Problem description
Could you retype, word for word, everything in the lines below from the line containing "wood grain surface." down to the line containing "[15,46,598,342]", both included, and nothing else?

Records from a data collection
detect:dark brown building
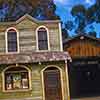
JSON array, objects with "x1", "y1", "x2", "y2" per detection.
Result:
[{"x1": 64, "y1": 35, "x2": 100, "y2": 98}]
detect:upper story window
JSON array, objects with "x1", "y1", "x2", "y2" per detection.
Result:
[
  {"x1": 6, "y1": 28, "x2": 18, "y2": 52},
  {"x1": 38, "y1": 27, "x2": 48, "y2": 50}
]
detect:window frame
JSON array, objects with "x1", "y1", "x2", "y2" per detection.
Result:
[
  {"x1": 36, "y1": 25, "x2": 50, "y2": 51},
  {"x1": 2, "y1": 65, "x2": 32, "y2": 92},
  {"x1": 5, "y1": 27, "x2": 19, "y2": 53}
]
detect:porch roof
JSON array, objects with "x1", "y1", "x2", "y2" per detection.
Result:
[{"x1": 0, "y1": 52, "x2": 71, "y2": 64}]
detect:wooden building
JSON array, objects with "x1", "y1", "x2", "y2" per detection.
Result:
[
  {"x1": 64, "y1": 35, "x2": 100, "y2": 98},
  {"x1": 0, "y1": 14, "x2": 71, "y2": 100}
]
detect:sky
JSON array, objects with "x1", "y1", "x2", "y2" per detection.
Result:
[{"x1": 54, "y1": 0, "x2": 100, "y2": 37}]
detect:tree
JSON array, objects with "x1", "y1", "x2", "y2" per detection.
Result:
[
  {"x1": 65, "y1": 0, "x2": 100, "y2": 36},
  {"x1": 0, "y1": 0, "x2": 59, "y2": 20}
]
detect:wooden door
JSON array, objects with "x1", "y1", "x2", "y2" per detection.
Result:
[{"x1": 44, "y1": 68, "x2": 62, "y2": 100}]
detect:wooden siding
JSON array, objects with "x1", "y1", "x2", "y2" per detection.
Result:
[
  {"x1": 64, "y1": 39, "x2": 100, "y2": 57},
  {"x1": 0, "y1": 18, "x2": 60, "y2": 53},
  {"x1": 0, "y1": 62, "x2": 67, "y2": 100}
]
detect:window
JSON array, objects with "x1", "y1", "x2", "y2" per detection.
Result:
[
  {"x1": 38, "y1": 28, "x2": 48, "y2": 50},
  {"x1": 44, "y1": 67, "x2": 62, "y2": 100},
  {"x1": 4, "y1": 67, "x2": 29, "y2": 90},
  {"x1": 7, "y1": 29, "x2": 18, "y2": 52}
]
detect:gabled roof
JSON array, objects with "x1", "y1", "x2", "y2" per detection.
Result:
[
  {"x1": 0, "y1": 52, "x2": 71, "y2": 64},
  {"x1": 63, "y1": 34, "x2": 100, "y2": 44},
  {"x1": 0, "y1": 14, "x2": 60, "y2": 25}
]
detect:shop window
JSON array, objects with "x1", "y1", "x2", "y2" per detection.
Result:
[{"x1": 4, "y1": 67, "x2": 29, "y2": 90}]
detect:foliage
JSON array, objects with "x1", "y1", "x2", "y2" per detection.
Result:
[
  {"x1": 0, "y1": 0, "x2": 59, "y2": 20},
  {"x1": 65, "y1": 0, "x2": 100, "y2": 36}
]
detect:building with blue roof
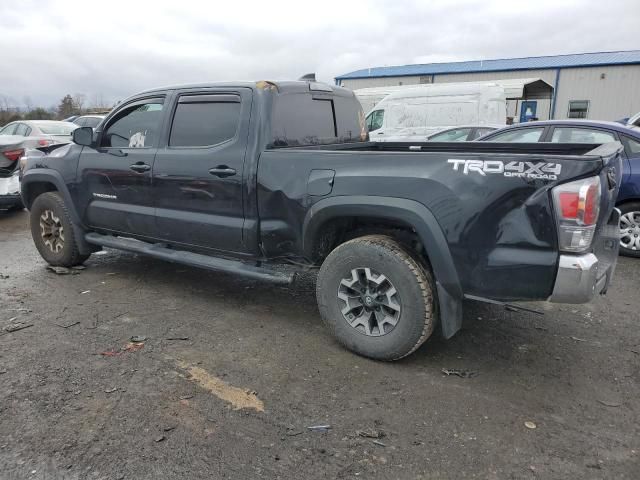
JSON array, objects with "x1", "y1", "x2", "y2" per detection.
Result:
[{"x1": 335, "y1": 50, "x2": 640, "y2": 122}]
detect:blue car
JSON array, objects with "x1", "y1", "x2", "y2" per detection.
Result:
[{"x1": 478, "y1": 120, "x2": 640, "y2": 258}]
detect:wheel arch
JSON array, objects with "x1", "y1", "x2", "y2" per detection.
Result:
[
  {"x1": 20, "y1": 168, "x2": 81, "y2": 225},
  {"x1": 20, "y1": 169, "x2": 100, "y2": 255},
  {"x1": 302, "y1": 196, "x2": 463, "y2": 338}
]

* * *

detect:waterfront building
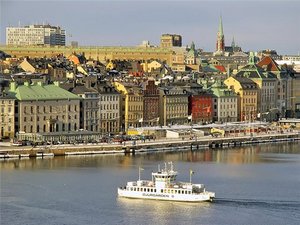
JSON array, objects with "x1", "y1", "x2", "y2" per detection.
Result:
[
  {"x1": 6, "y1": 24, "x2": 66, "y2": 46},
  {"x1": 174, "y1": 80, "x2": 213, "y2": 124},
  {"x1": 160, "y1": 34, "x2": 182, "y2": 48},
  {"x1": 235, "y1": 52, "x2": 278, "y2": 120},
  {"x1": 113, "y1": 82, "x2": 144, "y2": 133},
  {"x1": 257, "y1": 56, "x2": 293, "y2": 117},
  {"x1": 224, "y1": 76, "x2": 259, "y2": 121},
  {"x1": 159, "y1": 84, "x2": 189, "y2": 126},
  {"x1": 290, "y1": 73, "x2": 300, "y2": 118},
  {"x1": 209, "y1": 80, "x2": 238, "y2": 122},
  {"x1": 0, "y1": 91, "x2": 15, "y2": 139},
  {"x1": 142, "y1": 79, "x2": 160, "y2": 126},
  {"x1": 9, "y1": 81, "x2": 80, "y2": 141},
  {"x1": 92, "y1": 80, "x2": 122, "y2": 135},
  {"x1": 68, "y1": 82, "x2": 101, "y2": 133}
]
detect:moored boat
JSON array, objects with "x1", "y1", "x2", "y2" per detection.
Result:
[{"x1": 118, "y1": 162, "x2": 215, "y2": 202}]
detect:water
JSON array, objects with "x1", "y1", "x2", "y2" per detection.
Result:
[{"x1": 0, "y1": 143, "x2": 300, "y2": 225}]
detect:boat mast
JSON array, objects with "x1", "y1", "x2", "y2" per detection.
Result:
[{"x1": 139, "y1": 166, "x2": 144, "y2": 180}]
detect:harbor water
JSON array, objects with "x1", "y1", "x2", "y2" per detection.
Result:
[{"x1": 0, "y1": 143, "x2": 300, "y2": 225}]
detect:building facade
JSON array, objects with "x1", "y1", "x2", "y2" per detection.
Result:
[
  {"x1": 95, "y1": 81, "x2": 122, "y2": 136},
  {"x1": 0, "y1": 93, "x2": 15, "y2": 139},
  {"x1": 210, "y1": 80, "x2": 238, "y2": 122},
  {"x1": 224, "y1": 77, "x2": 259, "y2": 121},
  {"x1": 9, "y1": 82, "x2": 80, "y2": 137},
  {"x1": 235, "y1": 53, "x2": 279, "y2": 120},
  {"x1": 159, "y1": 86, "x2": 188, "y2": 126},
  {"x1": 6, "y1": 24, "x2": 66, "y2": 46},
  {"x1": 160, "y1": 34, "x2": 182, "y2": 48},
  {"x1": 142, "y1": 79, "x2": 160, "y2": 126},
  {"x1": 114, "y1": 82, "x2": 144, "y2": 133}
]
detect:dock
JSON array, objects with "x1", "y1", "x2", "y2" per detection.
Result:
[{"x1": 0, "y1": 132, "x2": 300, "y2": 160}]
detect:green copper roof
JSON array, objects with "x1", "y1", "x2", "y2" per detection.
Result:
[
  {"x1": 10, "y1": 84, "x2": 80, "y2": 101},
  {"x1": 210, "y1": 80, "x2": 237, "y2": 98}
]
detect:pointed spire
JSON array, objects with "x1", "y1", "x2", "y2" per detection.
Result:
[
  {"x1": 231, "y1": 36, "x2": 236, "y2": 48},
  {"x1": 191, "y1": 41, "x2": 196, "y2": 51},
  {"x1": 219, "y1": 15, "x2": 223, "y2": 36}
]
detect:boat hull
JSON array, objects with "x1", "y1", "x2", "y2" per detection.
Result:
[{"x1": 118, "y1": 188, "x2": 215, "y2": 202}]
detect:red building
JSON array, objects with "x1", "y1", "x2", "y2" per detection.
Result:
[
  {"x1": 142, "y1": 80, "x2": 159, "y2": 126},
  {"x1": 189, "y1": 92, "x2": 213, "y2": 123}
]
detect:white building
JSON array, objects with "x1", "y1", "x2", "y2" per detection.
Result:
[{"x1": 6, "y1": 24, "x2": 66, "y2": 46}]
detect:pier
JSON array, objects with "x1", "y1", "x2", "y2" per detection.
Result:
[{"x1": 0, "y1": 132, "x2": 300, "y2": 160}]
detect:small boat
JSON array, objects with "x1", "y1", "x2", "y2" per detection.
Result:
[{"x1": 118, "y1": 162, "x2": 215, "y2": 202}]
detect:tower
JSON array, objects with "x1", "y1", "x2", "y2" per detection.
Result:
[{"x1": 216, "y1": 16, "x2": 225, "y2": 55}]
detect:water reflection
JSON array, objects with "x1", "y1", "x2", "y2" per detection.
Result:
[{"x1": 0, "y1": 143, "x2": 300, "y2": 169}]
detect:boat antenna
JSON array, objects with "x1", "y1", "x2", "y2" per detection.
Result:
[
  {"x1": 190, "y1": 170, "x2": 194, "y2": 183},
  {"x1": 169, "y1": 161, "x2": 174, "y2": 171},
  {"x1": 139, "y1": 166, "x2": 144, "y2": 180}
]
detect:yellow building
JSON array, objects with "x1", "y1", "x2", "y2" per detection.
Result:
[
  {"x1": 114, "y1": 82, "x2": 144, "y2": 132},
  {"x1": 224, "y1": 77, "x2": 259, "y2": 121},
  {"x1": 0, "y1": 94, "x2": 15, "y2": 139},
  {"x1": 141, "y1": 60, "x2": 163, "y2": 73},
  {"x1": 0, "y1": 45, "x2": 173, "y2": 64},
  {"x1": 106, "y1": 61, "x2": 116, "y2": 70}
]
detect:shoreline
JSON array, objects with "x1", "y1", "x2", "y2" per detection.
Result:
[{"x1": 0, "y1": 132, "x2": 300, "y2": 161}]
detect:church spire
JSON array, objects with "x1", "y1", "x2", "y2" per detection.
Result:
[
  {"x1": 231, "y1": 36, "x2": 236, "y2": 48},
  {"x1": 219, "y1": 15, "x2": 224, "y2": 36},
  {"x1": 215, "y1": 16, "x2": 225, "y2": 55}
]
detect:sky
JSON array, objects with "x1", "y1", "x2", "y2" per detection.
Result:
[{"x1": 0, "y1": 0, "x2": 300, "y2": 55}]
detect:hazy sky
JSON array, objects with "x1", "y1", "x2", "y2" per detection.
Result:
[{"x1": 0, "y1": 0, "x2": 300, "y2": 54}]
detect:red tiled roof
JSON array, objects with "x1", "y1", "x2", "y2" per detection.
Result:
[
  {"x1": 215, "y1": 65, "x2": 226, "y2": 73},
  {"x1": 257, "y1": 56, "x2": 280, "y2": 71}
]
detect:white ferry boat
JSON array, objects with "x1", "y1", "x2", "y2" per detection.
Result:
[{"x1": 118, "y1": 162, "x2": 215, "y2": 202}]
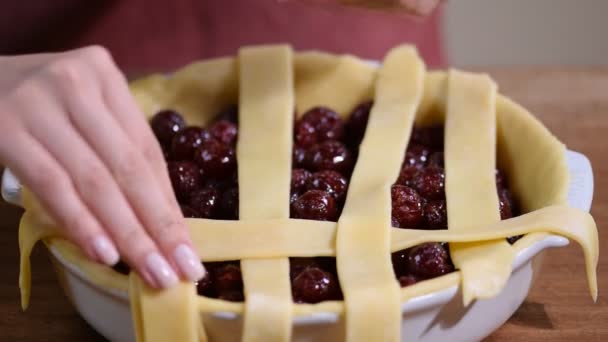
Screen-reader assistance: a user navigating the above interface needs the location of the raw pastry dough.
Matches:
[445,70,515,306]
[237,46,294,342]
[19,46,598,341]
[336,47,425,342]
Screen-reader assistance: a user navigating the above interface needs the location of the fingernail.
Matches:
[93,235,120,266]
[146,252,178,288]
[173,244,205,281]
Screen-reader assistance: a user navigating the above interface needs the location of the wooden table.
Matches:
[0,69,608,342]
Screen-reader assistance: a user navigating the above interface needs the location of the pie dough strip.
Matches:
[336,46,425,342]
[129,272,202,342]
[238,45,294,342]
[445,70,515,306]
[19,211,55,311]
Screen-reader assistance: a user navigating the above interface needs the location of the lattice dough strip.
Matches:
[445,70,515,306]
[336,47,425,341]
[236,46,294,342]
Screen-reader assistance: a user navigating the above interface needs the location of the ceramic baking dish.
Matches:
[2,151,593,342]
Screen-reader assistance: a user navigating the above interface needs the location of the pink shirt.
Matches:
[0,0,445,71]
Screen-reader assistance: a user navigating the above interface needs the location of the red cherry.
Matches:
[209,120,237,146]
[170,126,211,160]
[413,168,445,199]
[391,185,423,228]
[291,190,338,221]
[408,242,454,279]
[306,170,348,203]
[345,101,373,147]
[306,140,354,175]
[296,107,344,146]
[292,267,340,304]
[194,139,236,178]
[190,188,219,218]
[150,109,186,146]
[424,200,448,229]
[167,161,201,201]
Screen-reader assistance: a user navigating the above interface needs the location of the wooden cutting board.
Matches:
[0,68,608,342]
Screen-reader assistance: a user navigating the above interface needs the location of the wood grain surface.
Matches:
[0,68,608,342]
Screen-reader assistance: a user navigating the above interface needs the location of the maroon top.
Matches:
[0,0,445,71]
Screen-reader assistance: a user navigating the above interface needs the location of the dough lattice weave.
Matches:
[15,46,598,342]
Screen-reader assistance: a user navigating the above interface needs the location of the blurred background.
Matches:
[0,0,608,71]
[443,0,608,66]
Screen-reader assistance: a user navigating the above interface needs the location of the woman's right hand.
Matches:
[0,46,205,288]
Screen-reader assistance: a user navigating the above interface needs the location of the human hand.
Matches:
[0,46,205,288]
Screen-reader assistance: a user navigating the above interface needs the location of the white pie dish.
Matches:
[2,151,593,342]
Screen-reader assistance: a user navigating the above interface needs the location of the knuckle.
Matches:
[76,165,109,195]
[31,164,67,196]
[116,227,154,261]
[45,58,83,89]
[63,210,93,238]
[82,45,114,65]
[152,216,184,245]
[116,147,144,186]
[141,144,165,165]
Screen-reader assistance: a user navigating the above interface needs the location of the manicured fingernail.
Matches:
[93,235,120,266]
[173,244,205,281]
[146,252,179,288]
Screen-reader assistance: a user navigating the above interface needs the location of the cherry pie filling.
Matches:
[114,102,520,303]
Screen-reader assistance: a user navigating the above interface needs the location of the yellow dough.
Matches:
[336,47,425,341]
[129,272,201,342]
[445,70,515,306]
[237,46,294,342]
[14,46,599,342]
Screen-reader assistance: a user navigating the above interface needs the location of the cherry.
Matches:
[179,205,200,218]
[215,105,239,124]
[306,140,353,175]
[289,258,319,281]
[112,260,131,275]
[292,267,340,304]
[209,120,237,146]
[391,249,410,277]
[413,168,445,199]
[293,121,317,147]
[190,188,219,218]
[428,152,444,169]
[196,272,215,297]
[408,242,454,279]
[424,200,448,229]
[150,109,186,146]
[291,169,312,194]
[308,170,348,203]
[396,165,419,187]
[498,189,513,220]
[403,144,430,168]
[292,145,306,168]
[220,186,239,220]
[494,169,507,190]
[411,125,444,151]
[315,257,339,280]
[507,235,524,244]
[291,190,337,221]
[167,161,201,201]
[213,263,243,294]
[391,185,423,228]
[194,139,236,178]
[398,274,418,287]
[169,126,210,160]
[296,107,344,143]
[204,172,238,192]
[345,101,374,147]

...

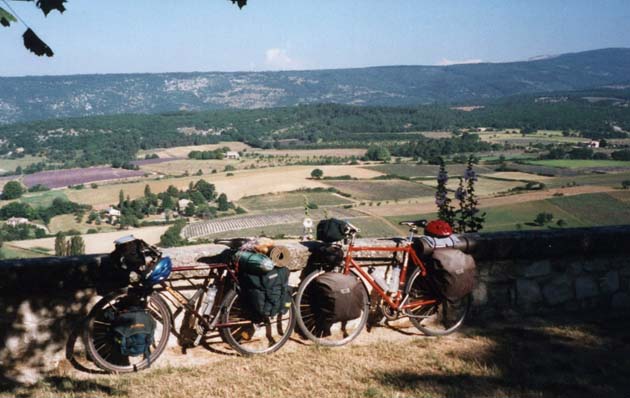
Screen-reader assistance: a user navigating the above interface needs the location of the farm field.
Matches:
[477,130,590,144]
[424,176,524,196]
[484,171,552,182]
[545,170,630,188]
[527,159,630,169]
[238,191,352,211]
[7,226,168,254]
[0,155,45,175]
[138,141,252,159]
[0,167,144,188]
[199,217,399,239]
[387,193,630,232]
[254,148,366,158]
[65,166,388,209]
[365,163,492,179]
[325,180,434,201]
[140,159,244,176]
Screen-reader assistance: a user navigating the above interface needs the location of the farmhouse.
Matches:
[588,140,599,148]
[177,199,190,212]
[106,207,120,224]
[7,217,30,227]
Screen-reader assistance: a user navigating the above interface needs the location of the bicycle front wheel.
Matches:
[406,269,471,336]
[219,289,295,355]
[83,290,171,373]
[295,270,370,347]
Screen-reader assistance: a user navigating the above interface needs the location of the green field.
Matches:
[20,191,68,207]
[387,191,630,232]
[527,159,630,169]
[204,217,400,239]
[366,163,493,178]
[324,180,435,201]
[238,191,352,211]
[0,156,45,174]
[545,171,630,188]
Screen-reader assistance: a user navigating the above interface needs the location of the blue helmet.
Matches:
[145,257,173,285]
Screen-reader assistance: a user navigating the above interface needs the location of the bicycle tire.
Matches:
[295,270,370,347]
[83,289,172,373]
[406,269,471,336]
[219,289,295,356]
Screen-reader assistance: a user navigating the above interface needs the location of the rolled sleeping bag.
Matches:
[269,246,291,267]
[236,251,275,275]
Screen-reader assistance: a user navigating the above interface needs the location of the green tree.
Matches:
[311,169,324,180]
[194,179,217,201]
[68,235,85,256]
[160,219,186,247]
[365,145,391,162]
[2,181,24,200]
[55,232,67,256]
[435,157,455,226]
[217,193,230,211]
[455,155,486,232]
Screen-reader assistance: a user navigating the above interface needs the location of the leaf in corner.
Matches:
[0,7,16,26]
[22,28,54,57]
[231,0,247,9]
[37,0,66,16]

Solution for this exercise
Screen-reader assistance: a user navigating the above interface needs the location of the wood grain surface.
Matches:
[0,68,608,342]
Screen-reader assistance: a user navigating the above interface needs the location of the maroon top.
Matches:
[0,0,445,71]
Screen-reader assistance: a user navigating the above interface needs the location of the dough lattice weave.
Matches:
[15,46,598,342]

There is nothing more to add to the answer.